++++ EXTRACTED DATA ++++

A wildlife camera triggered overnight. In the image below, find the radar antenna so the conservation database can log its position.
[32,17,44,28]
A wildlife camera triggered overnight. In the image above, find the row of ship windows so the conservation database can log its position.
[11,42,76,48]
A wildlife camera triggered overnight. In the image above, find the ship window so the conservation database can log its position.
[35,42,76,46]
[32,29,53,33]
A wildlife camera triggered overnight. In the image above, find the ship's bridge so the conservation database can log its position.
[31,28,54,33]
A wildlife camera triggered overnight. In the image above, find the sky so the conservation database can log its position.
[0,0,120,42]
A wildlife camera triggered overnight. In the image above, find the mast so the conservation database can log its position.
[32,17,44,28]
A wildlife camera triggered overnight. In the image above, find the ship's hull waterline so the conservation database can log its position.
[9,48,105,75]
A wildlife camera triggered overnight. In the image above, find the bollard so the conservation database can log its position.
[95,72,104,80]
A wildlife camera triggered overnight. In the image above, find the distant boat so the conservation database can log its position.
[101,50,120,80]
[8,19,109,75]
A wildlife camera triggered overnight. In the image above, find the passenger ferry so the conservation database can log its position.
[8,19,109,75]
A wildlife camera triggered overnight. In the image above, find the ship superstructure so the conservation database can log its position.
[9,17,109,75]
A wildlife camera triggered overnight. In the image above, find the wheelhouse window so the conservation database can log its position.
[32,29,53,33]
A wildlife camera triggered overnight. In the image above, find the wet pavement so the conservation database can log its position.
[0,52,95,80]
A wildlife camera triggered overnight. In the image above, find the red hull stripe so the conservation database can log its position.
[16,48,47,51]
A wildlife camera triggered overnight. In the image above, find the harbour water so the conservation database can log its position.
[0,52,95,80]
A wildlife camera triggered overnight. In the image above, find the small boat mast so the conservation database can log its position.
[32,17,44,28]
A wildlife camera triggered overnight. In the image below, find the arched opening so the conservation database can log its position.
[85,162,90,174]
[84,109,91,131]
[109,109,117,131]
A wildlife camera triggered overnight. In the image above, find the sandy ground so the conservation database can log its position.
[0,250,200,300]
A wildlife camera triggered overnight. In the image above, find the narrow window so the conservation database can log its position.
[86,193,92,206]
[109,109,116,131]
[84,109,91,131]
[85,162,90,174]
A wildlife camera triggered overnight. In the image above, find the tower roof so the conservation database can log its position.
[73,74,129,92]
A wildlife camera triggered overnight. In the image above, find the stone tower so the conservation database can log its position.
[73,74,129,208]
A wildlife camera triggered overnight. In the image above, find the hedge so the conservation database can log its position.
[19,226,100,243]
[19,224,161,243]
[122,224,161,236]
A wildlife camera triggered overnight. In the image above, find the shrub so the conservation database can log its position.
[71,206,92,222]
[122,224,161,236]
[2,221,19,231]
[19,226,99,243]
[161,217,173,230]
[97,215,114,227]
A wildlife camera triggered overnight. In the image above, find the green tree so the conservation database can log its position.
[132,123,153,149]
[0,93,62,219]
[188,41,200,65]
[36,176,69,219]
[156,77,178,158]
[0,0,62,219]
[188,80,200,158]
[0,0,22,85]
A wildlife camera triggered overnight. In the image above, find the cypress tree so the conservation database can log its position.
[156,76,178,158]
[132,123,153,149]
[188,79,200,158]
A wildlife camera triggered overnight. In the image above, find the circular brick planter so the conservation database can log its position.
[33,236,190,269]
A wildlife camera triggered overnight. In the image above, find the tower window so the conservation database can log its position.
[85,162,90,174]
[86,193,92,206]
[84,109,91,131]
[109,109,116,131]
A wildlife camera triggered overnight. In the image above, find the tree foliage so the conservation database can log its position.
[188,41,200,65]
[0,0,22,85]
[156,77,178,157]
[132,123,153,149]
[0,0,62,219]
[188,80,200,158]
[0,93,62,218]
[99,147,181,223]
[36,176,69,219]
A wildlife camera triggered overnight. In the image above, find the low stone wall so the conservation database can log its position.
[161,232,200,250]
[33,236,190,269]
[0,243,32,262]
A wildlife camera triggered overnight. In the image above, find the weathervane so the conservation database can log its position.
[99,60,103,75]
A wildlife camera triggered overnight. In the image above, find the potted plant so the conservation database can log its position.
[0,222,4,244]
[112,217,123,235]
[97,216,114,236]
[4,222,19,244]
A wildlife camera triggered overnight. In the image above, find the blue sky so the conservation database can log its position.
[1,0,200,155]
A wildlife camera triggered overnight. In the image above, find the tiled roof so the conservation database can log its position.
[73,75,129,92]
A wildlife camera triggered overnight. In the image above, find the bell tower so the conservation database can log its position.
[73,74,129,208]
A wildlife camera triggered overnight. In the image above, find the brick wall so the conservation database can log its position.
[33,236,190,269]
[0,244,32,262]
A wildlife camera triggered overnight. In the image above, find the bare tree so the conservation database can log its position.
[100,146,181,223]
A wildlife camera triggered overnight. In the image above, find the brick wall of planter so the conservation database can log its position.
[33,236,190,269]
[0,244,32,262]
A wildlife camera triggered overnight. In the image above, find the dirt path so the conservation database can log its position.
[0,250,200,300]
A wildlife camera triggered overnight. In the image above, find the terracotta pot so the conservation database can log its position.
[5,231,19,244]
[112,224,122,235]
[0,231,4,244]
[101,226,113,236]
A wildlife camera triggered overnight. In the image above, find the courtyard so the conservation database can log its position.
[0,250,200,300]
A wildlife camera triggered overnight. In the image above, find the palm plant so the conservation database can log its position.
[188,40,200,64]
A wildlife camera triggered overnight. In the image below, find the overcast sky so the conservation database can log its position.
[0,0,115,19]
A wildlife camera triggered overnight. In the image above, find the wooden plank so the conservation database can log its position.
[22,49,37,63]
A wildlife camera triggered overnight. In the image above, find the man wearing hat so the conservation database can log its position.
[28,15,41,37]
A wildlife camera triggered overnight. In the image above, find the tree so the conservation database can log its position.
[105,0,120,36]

++++

Pick out every row above that contains the word "roof" and copy each one in full. Case counts.

A wildlife camera triggered overnight. In the image above, find the tower roof so the conservation database can log its position.
A wildlife camera triggered overnight. In the image above, find the tiled roof so the conservation database can log its position.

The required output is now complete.